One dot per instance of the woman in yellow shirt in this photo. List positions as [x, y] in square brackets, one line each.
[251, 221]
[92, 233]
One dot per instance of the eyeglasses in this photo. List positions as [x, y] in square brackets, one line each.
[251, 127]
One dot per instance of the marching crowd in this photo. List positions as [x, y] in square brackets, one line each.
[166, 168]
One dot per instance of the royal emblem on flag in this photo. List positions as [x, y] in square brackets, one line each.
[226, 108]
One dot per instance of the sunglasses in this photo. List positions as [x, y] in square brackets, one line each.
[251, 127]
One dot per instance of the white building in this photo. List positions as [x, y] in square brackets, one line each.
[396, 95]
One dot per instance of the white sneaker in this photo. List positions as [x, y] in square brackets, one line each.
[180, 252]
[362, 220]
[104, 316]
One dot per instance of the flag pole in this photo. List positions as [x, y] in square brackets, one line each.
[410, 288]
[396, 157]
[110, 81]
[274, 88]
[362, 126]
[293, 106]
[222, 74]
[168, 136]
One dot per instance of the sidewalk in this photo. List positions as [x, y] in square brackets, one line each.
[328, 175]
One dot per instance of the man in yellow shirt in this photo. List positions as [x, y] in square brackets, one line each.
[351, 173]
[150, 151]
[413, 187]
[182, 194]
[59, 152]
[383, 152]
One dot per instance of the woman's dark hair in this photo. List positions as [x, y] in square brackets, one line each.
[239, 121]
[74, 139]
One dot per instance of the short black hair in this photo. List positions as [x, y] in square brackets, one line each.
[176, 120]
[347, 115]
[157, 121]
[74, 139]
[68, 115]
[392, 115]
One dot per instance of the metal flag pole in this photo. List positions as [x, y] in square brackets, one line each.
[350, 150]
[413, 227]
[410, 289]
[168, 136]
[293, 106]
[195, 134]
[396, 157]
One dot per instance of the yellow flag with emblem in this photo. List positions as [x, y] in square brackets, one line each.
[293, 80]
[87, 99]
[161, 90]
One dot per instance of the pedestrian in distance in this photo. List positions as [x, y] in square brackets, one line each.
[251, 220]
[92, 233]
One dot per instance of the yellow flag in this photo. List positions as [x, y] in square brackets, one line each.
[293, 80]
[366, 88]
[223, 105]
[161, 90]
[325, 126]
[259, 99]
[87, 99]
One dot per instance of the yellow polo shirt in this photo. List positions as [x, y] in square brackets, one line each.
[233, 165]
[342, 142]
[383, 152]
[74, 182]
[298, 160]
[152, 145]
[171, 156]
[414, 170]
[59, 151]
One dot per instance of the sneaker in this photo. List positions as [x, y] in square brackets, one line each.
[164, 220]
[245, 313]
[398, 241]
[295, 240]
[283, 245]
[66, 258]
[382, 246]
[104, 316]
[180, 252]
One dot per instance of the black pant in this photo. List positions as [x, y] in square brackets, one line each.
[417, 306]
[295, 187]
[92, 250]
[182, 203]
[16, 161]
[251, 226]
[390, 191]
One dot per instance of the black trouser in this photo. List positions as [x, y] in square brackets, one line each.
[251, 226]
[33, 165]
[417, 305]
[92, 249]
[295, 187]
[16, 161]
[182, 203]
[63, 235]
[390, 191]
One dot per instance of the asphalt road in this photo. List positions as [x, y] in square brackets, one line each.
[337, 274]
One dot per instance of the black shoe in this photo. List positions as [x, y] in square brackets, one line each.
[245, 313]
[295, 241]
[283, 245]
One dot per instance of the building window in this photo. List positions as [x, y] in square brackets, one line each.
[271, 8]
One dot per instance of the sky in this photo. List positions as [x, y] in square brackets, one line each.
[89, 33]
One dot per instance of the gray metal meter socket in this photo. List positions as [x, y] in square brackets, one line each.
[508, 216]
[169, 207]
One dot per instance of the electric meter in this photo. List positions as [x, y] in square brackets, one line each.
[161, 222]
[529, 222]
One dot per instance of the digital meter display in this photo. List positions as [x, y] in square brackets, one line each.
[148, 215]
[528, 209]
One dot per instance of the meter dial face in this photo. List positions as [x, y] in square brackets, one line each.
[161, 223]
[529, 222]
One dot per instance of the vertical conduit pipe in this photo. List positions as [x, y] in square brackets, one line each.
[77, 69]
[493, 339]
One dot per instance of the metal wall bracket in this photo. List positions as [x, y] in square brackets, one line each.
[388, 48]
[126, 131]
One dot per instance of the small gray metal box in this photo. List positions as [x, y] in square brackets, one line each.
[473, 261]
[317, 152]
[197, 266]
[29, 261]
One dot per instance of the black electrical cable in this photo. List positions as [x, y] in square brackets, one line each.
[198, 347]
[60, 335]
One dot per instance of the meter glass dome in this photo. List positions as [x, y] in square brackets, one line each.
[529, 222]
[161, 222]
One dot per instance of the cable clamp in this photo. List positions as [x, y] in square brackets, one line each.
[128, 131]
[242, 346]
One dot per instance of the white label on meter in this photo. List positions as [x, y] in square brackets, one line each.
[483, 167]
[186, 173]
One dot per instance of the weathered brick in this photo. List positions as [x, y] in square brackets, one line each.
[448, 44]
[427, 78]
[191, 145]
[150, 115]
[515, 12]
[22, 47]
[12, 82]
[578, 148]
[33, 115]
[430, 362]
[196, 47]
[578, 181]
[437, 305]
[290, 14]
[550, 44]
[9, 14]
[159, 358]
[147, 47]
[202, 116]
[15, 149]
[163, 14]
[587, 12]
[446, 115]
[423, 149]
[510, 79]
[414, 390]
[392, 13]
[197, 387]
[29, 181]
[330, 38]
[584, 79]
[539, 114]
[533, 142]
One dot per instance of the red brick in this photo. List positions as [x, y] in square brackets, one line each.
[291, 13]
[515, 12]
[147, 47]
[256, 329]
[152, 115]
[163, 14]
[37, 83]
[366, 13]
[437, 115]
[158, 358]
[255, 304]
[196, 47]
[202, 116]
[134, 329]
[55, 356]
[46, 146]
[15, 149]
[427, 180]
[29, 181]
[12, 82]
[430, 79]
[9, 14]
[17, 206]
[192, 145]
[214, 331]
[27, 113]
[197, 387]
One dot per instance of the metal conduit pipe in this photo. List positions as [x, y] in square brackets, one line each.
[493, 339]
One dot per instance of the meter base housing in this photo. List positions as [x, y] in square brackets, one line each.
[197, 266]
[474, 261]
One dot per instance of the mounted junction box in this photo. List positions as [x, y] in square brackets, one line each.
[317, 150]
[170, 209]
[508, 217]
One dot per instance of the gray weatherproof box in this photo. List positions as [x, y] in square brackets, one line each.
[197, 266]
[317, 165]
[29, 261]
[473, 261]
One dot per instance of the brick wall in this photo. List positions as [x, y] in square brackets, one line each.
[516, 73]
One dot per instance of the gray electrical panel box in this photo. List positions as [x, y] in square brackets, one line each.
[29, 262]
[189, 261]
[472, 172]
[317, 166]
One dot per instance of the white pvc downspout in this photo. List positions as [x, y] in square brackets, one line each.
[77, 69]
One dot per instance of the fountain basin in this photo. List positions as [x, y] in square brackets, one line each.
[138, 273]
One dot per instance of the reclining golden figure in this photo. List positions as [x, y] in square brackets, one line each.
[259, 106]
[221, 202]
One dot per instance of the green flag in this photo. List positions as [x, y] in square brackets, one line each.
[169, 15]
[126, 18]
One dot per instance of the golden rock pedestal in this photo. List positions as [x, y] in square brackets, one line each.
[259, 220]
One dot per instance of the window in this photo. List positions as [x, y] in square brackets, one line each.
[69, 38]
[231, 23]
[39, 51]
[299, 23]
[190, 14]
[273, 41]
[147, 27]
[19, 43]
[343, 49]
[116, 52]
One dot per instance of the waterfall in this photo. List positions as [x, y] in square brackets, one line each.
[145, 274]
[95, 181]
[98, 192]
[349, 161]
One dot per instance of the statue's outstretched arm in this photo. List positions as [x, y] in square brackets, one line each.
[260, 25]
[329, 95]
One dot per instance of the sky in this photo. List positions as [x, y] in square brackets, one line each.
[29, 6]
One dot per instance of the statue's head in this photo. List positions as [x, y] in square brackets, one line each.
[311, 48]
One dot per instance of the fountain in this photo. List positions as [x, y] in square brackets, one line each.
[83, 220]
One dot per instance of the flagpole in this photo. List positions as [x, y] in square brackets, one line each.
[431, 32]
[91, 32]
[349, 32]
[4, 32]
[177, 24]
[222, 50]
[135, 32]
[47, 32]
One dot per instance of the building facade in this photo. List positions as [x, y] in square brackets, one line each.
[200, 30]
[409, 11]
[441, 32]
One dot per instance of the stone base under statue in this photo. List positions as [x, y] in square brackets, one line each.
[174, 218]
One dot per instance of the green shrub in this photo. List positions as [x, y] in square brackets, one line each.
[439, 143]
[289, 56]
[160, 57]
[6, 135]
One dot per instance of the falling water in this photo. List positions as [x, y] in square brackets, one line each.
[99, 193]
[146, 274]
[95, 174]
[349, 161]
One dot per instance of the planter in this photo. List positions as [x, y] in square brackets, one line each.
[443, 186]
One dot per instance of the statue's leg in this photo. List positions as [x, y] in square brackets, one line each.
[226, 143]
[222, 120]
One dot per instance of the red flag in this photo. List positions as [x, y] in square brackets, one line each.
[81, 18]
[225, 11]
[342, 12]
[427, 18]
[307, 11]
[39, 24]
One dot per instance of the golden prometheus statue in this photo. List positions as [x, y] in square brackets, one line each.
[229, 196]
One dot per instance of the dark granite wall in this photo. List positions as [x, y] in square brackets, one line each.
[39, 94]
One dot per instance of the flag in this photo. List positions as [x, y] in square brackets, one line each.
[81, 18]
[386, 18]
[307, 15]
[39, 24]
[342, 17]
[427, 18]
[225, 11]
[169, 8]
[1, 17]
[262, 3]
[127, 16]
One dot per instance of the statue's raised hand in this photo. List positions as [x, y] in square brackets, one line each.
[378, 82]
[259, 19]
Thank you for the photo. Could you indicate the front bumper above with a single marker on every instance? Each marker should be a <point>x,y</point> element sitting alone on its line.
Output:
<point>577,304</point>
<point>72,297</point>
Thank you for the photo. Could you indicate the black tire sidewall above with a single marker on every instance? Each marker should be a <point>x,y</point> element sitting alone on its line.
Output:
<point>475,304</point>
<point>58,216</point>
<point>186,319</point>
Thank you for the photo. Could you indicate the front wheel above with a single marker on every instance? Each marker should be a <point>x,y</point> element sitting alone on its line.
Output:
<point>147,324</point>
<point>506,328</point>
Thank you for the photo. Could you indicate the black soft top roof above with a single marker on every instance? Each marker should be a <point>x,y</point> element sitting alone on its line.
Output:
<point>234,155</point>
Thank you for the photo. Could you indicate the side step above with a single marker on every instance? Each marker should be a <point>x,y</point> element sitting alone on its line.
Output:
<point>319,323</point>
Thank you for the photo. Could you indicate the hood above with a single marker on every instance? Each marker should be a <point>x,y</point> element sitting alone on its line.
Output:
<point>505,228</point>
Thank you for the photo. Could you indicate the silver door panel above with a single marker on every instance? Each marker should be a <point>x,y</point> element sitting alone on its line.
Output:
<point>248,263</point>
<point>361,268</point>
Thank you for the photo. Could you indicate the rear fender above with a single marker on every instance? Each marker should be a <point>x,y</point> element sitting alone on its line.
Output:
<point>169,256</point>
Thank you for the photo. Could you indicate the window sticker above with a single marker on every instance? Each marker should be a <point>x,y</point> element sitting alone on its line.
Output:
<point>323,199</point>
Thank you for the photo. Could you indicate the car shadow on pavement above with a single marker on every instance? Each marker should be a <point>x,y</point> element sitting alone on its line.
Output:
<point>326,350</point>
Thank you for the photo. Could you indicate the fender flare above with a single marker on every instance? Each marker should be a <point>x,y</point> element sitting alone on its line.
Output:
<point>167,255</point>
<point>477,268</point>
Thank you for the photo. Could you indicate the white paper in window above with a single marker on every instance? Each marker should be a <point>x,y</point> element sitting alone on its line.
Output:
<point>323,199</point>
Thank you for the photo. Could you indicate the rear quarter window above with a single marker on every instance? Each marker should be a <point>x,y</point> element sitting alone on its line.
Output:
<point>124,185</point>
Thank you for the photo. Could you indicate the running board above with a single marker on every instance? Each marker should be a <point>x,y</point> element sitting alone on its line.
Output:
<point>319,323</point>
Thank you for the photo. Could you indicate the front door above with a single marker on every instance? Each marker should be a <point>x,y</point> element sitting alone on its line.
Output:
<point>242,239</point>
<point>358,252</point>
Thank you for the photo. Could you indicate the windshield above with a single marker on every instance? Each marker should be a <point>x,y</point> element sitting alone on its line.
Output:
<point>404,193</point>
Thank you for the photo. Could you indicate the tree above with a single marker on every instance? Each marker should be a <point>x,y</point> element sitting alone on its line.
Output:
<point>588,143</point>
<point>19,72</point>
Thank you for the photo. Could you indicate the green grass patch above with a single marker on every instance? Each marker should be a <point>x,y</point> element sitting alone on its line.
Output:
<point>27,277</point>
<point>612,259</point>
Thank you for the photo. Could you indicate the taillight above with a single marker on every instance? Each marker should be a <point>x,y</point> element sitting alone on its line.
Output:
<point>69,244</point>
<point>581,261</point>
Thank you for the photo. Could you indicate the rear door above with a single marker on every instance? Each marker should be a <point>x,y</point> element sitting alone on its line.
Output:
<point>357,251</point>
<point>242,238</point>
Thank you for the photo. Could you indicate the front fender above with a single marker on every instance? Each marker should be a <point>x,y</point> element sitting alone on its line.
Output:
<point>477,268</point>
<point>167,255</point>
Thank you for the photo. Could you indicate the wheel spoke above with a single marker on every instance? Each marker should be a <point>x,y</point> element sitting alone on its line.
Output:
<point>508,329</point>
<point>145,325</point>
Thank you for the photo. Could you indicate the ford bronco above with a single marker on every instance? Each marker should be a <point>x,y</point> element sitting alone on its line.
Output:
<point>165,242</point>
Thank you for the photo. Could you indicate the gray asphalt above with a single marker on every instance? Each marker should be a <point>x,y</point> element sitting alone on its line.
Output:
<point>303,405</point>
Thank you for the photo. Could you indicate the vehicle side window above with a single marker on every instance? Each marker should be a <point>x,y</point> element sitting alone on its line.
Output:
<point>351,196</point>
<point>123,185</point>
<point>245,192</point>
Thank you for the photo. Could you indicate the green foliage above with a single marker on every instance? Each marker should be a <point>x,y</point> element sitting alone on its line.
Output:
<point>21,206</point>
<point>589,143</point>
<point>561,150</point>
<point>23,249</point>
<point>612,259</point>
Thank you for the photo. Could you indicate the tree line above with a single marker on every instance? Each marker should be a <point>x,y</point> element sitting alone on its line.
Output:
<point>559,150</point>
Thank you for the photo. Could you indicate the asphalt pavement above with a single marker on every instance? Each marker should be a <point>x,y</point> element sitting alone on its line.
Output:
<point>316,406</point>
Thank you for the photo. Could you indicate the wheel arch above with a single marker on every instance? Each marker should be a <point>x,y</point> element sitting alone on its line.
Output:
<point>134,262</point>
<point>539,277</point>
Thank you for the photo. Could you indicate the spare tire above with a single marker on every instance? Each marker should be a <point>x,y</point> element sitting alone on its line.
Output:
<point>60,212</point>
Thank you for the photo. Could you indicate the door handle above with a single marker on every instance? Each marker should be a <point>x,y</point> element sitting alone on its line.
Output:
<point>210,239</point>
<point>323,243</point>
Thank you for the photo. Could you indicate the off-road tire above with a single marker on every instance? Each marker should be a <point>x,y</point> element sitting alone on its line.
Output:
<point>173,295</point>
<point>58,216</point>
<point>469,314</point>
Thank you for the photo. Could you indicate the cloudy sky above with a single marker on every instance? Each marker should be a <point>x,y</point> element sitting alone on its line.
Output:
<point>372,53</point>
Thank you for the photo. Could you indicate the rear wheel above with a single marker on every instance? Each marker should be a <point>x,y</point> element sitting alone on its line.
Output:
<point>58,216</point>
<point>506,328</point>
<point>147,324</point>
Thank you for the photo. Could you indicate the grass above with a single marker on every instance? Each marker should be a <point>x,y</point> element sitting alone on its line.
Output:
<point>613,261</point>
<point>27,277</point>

### Task requirements:
Lay out the stretch of the material above that opens with the line containing "Thank you for the photo. Could you indicate the running" and closes with the line containing "<point>242,238</point>" as a JSON list of strings. Use one string per line and skip any blank lines.

### Exercise response:
[
  "Thank you for the photo. Could you indicate the running board above with a single marker on every instance? Each marker should be a <point>x,y</point> element sitting alone on its line.",
  "Output:",
  "<point>319,323</point>",
  "Thank you for the photo. Could you indicate the front door above with a single marker on every instance? Each marker should be a <point>x,y</point> element sitting alone on its line.",
  "Output:",
  "<point>242,239</point>",
  "<point>358,252</point>",
  "Thank you for the photo. Could you indicate the windshield above with a single marker on every instance? Each marker should be a <point>x,y</point> element sitting alone on its line.",
  "Output:",
  "<point>404,193</point>",
  "Thank you for the photo. Could you indicate the tree above with a single marker on every instance? Each marker should be a <point>x,y</point> element sitting alone on its line.",
  "Output:",
  "<point>588,143</point>",
  "<point>19,72</point>",
  "Thank you for the photo. Could you indicate the green grass patch above with a single marker on every instance? Each marker should be a <point>x,y</point> element sitting alone on its line.",
  "Output:",
  "<point>27,277</point>",
  "<point>612,259</point>",
  "Thank you for the photo. Could you indicate the taillight above with a single marker on every instance? Each marker should be a <point>x,y</point> element sitting alone on its line.",
  "Output:",
  "<point>69,244</point>",
  "<point>581,261</point>",
  "Thank you for the photo. Could you indicate the rear door above with a single marker on every instance? Each marker should be a <point>x,y</point> element sitting alone on its line.",
  "Output:",
  "<point>357,251</point>",
  "<point>242,238</point>"
]